PROBLEM DESCRIPTION:
How many lines in the items below contain the string "platform"? Reply with the number alone.

Rows from a pointing dataset:
————————

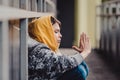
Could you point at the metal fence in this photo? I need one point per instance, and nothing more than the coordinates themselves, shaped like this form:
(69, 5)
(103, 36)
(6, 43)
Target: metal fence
(14, 18)
(110, 29)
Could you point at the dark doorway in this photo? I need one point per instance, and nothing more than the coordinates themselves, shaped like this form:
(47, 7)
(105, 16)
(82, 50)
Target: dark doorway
(65, 9)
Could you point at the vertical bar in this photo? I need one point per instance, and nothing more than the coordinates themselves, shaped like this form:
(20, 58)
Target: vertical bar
(4, 51)
(23, 49)
(44, 5)
(23, 4)
(34, 5)
(5, 2)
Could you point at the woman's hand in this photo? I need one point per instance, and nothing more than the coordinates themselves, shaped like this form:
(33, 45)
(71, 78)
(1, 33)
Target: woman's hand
(84, 45)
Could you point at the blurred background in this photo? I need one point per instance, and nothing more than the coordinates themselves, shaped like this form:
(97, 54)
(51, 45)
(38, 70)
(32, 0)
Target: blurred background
(100, 19)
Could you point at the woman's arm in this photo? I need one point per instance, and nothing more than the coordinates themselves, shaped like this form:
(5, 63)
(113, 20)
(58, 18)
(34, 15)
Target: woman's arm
(42, 58)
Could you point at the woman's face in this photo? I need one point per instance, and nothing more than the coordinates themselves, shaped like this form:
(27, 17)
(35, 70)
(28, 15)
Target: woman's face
(58, 35)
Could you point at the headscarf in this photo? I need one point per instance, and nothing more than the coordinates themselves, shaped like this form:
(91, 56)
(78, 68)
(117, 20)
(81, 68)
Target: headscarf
(41, 29)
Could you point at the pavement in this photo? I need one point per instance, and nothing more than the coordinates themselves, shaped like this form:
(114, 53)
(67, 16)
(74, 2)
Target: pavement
(99, 69)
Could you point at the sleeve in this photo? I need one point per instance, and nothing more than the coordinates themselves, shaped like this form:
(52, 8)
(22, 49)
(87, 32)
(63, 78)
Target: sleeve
(44, 59)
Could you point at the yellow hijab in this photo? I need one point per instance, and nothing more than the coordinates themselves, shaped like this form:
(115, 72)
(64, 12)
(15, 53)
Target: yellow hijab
(42, 30)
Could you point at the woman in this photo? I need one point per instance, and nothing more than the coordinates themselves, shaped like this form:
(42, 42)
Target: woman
(45, 62)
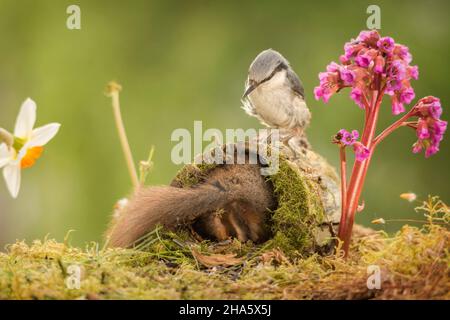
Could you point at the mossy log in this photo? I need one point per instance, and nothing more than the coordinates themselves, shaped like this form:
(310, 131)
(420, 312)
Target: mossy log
(306, 189)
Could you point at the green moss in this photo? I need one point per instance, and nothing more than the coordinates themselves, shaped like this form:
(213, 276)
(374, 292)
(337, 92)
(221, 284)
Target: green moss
(414, 264)
(299, 211)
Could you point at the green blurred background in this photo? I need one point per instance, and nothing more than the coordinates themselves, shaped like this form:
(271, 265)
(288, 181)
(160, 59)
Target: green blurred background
(185, 61)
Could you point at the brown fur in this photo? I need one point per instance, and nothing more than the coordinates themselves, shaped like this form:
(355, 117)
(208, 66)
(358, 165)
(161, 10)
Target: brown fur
(233, 201)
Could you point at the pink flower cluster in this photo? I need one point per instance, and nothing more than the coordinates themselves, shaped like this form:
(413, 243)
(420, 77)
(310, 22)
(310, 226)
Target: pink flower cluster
(430, 128)
(369, 62)
(345, 138)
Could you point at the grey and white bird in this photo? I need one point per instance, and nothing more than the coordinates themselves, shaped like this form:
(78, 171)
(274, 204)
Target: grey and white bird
(274, 94)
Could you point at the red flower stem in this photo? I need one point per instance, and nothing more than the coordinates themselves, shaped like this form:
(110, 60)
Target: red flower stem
(343, 184)
(397, 124)
(359, 172)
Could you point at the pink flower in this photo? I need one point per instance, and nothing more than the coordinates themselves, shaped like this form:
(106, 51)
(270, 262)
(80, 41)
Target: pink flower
(386, 44)
(379, 64)
(348, 76)
(431, 150)
(397, 70)
(407, 95)
(422, 130)
(361, 151)
(430, 129)
(414, 72)
(333, 67)
(397, 106)
(357, 95)
(363, 60)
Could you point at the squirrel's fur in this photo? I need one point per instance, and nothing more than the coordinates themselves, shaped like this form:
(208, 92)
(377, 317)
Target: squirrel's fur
(234, 200)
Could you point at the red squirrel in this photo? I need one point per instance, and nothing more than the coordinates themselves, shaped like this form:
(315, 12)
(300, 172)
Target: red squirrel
(234, 200)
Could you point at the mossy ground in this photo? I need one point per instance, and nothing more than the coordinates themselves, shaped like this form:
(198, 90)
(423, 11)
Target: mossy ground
(414, 263)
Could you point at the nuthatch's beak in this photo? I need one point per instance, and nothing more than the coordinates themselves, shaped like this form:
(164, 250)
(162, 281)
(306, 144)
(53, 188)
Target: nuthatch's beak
(250, 88)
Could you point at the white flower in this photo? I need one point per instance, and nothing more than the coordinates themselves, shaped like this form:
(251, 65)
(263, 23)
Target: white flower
(27, 146)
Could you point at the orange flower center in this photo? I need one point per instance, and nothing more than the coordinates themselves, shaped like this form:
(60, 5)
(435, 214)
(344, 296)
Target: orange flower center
(30, 157)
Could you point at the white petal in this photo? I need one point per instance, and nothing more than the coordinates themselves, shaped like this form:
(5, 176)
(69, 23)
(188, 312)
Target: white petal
(11, 173)
(26, 119)
(42, 135)
(5, 155)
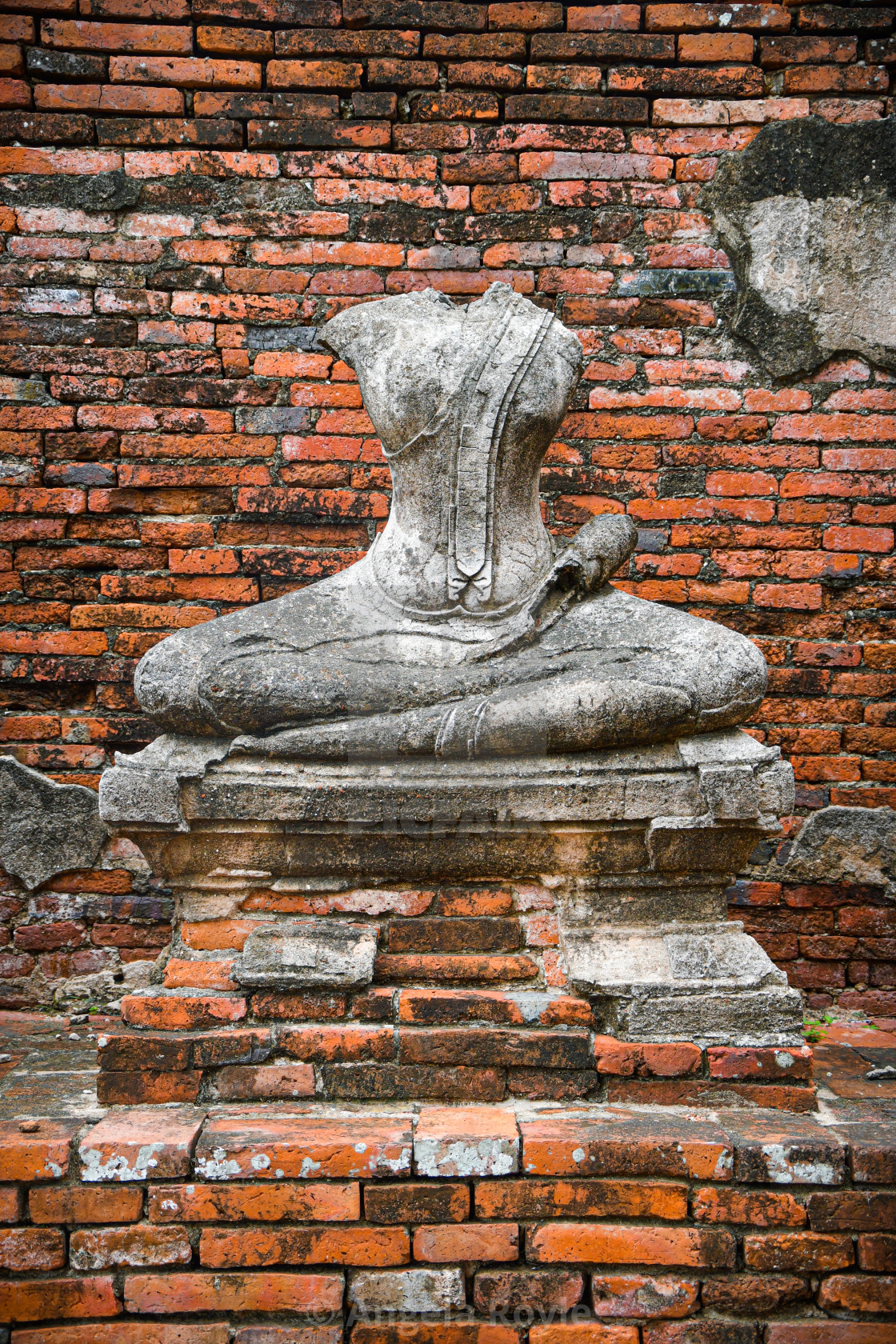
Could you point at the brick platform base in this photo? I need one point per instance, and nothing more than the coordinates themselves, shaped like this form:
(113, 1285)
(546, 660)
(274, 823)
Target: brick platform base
(473, 1225)
(393, 1057)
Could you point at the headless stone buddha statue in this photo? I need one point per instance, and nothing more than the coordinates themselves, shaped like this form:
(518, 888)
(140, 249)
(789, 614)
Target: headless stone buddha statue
(466, 630)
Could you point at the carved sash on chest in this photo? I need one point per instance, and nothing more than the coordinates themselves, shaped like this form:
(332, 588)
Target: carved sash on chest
(492, 386)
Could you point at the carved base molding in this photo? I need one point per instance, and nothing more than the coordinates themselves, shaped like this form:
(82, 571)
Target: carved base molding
(338, 881)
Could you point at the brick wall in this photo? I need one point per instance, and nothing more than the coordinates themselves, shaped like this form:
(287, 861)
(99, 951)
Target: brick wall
(186, 195)
(448, 1227)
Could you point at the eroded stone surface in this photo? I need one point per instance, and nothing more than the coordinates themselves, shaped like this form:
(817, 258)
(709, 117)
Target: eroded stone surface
(808, 217)
(461, 632)
(846, 844)
(310, 952)
(46, 827)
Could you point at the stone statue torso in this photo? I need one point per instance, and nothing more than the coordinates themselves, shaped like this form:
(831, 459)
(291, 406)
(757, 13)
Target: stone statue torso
(462, 398)
(461, 632)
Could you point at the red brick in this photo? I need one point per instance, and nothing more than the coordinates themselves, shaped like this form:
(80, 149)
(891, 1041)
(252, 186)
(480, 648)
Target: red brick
(223, 1247)
(532, 1198)
(858, 1294)
(607, 1245)
(30, 1249)
(63, 1298)
(74, 1205)
(322, 1148)
(743, 1062)
(198, 1292)
(134, 1246)
(558, 1146)
(757, 1209)
(130, 1146)
(472, 1242)
(269, 1202)
(35, 1154)
(664, 1061)
(806, 1251)
(640, 1296)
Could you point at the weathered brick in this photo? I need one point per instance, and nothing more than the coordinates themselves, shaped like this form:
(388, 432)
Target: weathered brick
(132, 1146)
(622, 1245)
(273, 1150)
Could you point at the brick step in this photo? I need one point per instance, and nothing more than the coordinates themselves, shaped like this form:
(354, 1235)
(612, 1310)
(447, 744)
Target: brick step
(385, 1061)
(334, 1226)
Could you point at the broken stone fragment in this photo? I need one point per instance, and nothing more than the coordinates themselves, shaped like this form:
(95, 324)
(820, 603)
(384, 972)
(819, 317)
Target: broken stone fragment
(808, 217)
(846, 844)
(46, 827)
(308, 952)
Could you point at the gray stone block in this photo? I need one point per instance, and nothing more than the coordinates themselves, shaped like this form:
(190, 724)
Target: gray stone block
(46, 827)
(308, 952)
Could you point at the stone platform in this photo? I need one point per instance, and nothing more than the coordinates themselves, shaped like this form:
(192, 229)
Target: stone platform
(598, 874)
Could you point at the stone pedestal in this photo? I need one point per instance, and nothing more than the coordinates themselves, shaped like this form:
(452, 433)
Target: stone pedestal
(326, 879)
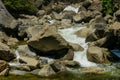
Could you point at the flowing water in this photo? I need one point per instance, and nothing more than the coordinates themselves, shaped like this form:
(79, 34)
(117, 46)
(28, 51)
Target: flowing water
(79, 56)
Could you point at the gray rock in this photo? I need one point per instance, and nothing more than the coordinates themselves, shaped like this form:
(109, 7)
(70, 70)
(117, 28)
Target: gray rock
(46, 71)
(6, 20)
(3, 65)
(96, 5)
(5, 53)
(49, 42)
(18, 72)
(25, 51)
(98, 55)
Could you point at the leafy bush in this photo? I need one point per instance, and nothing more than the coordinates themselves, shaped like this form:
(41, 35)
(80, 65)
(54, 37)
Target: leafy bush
(108, 6)
(16, 7)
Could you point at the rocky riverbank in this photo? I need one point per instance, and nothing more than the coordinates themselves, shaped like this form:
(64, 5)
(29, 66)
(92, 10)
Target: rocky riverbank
(36, 44)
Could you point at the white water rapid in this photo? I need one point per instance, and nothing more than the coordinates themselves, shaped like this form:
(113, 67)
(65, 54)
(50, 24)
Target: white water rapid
(79, 56)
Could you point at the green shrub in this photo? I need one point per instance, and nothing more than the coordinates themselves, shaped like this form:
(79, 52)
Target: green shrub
(16, 7)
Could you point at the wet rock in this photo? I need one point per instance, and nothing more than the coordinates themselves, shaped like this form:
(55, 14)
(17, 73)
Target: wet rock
(3, 66)
(3, 37)
(5, 53)
(18, 72)
(24, 50)
(93, 70)
(31, 62)
(12, 41)
(117, 15)
(40, 13)
(83, 32)
(109, 19)
(68, 56)
(83, 16)
(98, 55)
(22, 67)
(68, 15)
(66, 23)
(100, 42)
(49, 42)
(5, 72)
(56, 16)
(31, 31)
(46, 71)
(99, 23)
(57, 66)
(6, 20)
(96, 5)
(76, 47)
(25, 23)
(70, 63)
(86, 3)
(38, 3)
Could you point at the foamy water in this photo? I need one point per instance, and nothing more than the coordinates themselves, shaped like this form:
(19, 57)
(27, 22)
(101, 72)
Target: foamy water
(79, 56)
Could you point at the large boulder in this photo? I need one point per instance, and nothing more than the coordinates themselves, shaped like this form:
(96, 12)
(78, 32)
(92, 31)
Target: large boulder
(5, 53)
(24, 50)
(98, 55)
(6, 20)
(117, 15)
(3, 65)
(83, 32)
(46, 71)
(93, 70)
(96, 5)
(31, 62)
(48, 42)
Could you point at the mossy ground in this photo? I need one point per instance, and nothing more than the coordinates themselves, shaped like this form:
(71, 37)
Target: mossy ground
(62, 76)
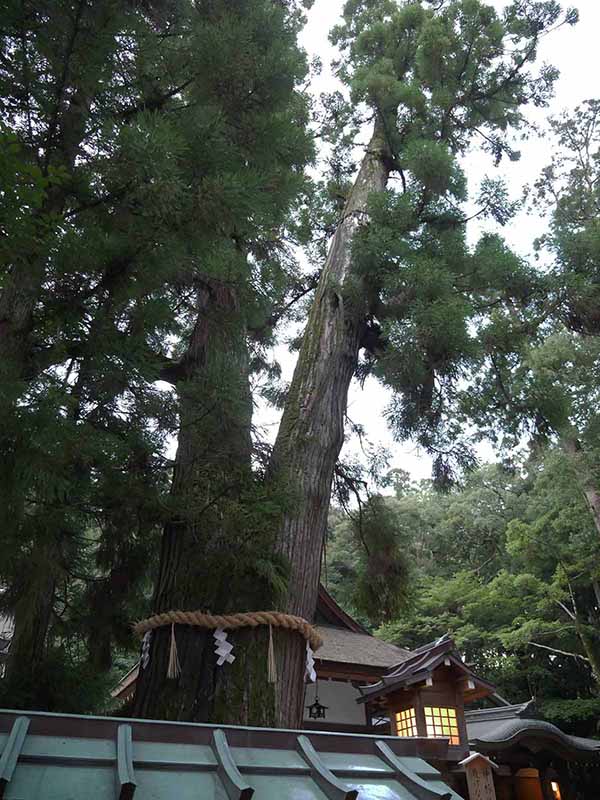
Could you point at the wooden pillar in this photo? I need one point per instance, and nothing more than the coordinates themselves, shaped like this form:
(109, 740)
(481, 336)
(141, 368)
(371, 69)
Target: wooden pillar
(480, 778)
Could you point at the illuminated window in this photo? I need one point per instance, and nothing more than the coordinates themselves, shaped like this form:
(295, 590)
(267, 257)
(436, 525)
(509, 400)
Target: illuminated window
(406, 723)
(441, 722)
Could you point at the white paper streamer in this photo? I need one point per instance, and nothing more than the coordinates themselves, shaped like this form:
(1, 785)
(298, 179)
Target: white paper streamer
(223, 648)
(310, 663)
(146, 642)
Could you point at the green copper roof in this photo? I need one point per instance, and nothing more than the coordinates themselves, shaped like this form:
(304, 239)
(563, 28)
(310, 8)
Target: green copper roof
(66, 757)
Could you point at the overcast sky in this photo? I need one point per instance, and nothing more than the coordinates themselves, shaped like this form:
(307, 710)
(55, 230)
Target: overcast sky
(576, 53)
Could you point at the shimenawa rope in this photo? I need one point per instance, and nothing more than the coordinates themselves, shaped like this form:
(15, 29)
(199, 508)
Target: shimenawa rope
(247, 619)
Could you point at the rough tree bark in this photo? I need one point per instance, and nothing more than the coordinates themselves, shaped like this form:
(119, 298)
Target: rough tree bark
(312, 427)
(588, 485)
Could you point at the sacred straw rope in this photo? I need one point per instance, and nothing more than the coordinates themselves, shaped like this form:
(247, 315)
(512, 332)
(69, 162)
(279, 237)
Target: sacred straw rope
(250, 619)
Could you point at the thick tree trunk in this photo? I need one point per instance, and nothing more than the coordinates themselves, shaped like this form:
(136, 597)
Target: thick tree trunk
(213, 464)
(312, 428)
(26, 679)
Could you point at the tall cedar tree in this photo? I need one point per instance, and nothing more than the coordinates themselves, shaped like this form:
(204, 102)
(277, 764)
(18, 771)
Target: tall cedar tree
(541, 349)
(433, 79)
(150, 152)
(216, 551)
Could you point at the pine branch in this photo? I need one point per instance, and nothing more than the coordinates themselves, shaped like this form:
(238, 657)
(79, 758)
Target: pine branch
(559, 652)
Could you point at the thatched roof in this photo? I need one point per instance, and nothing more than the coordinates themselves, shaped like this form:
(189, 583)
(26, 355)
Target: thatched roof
(348, 647)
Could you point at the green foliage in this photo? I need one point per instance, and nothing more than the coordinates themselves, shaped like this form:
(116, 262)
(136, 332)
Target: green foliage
(148, 154)
(509, 566)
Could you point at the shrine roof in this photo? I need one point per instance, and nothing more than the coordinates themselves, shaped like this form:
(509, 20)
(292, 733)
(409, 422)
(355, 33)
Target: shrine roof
(56, 756)
(500, 729)
(418, 666)
(348, 647)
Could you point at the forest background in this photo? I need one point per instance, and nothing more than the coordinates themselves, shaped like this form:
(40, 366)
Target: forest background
(164, 223)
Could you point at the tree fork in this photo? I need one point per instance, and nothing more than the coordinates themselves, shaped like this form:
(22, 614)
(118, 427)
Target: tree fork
(311, 433)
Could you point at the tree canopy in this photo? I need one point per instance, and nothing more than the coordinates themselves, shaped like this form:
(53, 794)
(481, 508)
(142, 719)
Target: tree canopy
(162, 224)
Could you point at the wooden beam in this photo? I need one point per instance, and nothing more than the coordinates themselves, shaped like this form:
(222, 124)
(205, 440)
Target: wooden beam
(409, 779)
(125, 773)
(331, 787)
(235, 786)
(12, 751)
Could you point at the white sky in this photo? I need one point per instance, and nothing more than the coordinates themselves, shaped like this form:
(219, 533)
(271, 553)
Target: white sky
(576, 52)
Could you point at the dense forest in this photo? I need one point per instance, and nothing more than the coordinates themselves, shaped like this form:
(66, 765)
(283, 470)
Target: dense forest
(508, 564)
(175, 202)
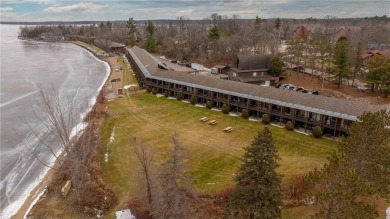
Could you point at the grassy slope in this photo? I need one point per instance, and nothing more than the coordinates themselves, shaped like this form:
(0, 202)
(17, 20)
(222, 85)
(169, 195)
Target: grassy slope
(213, 154)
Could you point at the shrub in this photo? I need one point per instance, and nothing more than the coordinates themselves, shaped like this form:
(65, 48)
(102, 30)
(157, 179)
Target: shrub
(179, 96)
(148, 89)
(225, 109)
(289, 126)
(193, 100)
(266, 119)
(317, 132)
(154, 91)
(245, 114)
(209, 104)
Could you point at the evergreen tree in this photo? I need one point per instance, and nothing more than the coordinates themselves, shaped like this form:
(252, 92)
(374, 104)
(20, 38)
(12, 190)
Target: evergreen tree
(257, 22)
(379, 74)
(258, 192)
(109, 25)
(341, 60)
(275, 66)
(214, 33)
(150, 43)
(367, 150)
(132, 26)
(358, 173)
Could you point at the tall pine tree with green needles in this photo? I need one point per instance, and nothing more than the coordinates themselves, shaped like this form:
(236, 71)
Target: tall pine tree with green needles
(341, 60)
(258, 192)
(150, 43)
(358, 174)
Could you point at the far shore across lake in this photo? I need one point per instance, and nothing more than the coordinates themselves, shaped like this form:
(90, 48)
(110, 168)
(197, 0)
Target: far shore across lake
(39, 190)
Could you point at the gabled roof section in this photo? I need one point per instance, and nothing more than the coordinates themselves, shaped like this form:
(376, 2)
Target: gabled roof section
(339, 108)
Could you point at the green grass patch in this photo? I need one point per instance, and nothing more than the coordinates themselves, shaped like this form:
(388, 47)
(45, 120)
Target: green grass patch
(213, 155)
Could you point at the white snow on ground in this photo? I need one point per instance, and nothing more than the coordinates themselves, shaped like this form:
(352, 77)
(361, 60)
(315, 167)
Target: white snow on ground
(106, 157)
(112, 139)
(301, 132)
(129, 86)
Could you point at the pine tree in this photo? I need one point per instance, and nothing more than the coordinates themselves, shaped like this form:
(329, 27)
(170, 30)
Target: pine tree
(367, 150)
(357, 173)
(132, 26)
(341, 60)
(258, 192)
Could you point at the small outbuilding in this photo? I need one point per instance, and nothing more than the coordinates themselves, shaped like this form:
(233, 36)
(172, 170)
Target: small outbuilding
(117, 47)
(220, 69)
(252, 69)
(124, 214)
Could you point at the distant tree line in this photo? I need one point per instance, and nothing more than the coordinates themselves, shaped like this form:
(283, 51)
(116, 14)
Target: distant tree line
(218, 39)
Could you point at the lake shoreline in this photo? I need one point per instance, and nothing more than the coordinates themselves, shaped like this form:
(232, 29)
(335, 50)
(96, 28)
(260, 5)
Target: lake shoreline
(40, 189)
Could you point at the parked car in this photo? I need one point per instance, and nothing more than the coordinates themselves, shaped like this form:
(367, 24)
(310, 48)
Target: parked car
(285, 86)
(304, 91)
(290, 87)
(298, 88)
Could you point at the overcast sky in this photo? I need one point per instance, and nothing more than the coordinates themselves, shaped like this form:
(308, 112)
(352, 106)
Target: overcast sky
(104, 10)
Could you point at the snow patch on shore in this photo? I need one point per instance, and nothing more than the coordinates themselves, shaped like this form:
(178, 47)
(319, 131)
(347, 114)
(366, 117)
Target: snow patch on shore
(112, 139)
(16, 205)
(130, 85)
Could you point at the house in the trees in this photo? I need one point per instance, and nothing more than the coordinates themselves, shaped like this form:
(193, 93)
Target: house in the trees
(220, 69)
(117, 47)
(300, 32)
(368, 54)
(252, 69)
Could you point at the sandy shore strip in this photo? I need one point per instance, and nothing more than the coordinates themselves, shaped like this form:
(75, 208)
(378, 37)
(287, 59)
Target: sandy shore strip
(35, 194)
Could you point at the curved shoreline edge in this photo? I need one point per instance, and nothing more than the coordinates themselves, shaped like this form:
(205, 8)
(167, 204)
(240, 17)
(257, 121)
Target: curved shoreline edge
(37, 191)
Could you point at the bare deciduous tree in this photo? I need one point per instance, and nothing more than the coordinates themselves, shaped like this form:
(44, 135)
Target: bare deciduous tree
(145, 158)
(174, 194)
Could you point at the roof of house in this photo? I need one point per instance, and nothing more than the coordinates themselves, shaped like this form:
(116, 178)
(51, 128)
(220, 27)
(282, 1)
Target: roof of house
(256, 78)
(248, 62)
(116, 45)
(249, 70)
(331, 106)
(220, 66)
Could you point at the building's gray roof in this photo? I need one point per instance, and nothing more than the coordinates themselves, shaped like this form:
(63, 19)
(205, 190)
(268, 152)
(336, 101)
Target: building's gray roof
(340, 108)
(248, 62)
(220, 66)
(256, 78)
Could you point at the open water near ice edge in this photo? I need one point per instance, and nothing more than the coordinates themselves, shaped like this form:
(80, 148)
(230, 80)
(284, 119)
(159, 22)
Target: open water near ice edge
(26, 65)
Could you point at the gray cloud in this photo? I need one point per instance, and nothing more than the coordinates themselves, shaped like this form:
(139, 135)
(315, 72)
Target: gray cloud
(81, 7)
(46, 2)
(6, 9)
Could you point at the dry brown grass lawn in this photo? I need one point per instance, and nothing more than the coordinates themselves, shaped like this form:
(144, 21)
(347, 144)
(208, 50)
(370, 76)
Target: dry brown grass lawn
(213, 154)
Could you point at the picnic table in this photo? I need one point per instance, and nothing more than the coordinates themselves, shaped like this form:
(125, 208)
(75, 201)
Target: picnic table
(203, 119)
(228, 129)
(212, 122)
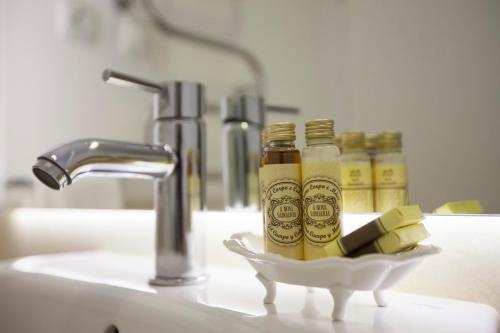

————————

THE REPLY:
4